:: WORKING DATA ::
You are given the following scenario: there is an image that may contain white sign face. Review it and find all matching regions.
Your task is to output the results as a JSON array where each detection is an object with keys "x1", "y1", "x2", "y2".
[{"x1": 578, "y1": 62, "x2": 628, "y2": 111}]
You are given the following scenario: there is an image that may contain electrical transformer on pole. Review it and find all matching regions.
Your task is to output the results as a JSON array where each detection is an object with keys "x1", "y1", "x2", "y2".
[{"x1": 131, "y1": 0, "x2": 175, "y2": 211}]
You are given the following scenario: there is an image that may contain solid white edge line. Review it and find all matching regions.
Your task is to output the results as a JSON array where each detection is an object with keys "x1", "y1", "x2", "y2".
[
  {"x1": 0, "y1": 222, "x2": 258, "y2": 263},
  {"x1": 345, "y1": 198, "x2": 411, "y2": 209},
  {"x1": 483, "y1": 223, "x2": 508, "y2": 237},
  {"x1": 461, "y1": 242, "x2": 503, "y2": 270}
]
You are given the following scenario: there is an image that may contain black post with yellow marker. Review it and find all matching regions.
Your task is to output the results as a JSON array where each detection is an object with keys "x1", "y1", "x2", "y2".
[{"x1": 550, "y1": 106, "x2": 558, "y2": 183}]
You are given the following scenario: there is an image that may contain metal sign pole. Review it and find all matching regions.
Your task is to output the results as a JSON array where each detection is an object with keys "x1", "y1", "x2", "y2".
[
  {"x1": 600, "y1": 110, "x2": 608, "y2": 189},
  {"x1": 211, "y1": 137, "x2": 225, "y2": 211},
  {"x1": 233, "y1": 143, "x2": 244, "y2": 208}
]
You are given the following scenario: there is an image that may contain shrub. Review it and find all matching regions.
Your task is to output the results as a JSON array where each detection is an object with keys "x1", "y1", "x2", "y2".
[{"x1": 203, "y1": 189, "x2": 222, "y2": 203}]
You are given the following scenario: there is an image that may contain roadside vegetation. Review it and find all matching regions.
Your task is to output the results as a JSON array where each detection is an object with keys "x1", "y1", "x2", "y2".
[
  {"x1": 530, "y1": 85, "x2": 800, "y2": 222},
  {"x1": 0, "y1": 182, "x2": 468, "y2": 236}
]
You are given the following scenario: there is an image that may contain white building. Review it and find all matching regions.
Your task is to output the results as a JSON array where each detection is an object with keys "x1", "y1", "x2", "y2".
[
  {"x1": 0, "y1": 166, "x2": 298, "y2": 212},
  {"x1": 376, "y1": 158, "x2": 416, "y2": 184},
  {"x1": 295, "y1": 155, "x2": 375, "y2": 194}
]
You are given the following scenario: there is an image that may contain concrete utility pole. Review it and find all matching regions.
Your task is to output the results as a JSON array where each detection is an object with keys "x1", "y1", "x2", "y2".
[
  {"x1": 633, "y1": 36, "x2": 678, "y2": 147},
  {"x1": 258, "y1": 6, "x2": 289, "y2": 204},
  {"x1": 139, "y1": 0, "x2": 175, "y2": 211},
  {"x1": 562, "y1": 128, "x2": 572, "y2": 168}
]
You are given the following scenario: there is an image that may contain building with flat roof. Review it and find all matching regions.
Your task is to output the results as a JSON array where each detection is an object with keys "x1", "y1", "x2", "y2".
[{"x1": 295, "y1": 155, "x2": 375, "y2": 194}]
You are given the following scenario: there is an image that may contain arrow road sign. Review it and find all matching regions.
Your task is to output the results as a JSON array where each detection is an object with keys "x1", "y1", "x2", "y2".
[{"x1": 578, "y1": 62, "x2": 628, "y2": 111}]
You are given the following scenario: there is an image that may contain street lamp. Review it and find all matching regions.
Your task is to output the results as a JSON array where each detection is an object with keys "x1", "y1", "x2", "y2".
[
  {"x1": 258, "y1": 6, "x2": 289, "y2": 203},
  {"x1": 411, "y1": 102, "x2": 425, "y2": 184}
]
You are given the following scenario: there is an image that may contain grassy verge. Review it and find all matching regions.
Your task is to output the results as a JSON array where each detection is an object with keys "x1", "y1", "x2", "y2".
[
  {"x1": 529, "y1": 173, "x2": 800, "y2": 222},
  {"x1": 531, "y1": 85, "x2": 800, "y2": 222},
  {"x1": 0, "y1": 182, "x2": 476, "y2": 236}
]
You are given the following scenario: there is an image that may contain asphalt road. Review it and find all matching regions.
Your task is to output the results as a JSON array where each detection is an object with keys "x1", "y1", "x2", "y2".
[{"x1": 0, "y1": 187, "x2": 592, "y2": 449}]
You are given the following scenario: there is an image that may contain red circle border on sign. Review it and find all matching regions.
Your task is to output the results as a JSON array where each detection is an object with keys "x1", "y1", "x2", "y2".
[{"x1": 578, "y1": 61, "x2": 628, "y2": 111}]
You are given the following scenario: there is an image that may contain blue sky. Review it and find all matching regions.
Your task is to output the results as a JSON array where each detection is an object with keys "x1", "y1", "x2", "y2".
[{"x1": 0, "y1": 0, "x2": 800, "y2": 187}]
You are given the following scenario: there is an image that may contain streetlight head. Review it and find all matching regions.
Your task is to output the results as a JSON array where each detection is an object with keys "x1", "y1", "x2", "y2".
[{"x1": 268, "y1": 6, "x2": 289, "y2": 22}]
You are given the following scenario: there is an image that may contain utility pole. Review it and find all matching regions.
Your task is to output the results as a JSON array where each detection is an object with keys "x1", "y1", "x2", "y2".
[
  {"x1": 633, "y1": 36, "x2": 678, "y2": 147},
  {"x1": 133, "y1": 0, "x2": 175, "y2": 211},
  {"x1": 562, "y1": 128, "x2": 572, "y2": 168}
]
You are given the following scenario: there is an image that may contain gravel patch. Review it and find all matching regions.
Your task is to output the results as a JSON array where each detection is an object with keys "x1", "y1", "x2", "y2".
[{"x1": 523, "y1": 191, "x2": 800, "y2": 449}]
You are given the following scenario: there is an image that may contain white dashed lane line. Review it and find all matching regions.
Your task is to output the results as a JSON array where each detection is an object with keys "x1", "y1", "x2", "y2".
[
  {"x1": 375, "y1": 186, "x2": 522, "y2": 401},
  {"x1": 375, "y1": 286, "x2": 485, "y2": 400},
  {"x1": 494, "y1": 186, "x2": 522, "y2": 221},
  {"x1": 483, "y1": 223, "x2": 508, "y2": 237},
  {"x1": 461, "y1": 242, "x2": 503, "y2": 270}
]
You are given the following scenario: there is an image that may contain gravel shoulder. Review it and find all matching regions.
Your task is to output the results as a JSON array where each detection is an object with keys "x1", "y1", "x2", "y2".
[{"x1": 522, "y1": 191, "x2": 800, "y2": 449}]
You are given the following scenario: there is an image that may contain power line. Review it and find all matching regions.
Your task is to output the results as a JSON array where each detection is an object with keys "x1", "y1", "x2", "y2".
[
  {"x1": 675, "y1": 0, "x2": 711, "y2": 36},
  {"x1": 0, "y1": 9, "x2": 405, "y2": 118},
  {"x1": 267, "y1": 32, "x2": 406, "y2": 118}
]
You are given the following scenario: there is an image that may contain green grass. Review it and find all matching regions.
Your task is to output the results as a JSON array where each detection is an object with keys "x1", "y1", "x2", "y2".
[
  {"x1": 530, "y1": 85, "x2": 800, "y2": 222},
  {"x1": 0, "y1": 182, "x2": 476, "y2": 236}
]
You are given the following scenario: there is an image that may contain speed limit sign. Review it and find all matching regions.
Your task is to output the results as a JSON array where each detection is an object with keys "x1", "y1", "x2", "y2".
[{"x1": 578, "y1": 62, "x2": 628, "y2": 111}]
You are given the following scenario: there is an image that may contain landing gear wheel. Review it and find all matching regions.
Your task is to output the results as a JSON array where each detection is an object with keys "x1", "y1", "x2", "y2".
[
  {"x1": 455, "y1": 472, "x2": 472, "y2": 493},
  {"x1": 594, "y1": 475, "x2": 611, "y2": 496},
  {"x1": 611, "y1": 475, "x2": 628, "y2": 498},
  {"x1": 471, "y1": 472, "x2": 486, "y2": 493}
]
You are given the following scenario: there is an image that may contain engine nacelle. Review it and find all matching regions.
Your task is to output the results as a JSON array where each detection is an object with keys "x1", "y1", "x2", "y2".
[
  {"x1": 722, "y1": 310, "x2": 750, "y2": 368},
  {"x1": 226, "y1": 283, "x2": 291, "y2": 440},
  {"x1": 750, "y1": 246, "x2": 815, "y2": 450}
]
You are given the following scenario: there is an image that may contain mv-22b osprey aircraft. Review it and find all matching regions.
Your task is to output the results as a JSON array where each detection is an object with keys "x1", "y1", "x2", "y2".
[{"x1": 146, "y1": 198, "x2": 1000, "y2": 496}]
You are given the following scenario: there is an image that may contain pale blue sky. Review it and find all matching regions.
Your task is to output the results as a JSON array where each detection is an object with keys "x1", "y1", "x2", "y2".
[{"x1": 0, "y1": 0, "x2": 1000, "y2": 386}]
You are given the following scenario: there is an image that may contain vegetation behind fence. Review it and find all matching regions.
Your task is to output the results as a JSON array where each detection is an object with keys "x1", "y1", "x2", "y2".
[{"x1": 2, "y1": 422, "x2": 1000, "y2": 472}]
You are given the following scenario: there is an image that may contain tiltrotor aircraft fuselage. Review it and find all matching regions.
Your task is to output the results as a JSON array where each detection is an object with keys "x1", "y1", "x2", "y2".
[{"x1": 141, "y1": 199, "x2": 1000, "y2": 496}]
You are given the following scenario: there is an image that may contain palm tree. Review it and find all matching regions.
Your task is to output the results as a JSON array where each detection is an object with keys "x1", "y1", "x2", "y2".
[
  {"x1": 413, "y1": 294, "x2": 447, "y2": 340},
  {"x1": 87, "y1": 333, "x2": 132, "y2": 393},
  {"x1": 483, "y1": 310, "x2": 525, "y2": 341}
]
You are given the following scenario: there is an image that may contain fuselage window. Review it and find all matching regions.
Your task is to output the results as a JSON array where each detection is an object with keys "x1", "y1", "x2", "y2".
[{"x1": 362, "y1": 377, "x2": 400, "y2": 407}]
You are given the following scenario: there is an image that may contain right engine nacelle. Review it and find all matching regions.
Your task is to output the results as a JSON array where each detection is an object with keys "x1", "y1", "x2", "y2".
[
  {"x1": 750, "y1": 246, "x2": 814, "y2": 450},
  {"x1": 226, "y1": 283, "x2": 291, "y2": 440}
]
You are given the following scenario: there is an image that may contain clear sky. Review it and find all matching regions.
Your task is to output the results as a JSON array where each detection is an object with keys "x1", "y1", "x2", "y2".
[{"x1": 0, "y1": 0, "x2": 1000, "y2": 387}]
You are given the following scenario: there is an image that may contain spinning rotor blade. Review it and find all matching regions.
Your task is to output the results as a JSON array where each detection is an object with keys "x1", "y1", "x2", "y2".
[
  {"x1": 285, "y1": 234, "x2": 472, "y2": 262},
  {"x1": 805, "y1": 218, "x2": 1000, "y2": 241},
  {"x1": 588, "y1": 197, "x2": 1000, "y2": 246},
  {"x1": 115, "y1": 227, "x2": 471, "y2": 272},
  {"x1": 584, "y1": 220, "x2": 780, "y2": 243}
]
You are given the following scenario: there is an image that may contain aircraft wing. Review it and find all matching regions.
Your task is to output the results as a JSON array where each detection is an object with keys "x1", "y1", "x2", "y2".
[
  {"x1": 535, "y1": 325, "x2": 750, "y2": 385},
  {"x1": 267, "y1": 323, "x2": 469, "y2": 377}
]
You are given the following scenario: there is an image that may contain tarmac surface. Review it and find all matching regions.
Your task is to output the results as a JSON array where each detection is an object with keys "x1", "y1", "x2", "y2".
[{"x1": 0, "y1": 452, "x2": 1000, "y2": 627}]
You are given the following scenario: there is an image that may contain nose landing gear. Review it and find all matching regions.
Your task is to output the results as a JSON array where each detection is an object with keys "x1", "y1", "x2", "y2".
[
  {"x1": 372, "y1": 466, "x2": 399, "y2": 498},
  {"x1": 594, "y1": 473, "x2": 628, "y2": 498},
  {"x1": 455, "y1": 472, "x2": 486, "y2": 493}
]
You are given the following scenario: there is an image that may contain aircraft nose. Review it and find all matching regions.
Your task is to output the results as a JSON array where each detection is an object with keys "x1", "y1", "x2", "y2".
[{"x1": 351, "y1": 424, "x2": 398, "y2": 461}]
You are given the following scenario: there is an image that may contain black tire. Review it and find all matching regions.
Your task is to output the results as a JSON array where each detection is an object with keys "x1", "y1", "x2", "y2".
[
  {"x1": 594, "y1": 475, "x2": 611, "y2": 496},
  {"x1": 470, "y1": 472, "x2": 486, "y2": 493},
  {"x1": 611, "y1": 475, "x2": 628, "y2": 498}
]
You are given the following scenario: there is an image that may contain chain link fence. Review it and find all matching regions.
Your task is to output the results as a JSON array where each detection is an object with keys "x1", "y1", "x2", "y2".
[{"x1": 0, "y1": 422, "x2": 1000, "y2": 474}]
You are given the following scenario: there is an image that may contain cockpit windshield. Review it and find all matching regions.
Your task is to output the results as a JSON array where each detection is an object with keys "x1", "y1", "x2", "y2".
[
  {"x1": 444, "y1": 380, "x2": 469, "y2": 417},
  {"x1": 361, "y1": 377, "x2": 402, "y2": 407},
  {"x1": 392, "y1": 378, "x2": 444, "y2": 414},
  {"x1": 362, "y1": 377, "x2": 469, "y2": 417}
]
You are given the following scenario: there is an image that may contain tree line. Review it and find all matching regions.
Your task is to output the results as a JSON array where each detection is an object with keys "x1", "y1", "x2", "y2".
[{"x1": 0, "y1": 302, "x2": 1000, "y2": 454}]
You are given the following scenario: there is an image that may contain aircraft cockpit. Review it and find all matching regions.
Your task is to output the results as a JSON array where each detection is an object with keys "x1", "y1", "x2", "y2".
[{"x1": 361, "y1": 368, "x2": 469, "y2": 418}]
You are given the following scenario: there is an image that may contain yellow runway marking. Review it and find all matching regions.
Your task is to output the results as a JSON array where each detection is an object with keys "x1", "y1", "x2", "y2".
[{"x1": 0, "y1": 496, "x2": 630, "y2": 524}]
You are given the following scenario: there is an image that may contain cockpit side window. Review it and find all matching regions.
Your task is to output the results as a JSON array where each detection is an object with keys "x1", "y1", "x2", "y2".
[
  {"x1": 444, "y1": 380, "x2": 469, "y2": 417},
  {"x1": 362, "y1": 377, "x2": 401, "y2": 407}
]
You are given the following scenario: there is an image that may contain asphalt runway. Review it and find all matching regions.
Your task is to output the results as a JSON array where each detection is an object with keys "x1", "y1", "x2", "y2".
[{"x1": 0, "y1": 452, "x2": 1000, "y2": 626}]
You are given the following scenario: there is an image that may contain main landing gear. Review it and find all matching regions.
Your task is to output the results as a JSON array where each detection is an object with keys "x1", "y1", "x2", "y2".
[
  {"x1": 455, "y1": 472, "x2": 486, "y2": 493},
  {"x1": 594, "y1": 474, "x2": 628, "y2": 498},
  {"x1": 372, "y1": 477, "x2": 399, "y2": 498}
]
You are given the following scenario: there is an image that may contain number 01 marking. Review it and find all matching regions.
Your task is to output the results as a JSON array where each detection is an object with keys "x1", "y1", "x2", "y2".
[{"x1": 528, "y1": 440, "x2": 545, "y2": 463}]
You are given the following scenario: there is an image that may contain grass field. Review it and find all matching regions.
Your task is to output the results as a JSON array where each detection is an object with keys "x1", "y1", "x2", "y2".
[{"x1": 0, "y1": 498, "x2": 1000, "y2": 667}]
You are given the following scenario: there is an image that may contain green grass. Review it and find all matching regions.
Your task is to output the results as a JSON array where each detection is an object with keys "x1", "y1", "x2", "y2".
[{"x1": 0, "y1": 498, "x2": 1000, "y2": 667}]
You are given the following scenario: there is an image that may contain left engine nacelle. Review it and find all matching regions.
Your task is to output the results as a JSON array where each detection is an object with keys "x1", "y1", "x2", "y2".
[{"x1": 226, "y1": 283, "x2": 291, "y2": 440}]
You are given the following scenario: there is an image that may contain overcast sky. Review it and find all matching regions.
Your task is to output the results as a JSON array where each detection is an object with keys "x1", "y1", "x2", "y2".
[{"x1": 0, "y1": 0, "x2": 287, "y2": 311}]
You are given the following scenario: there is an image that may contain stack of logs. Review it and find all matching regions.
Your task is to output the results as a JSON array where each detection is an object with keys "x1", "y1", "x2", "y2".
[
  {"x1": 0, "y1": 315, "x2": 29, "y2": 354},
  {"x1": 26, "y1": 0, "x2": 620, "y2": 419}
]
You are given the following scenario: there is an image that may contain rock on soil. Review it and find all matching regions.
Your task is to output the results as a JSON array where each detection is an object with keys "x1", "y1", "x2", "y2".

:: SHORT EXERCISE ::
Which lines of the listing above contain the string "runway"? Extract each of them, treating uppercase and lowercase as different.

:: EXERCISE ANSWER ::
You are given the following scenario: there is an image that may contain yellow runway marking. Review it and find all matching regions.
You are given the following scenario: there is an image that may contain asphalt runway. Review it and find all matching regions.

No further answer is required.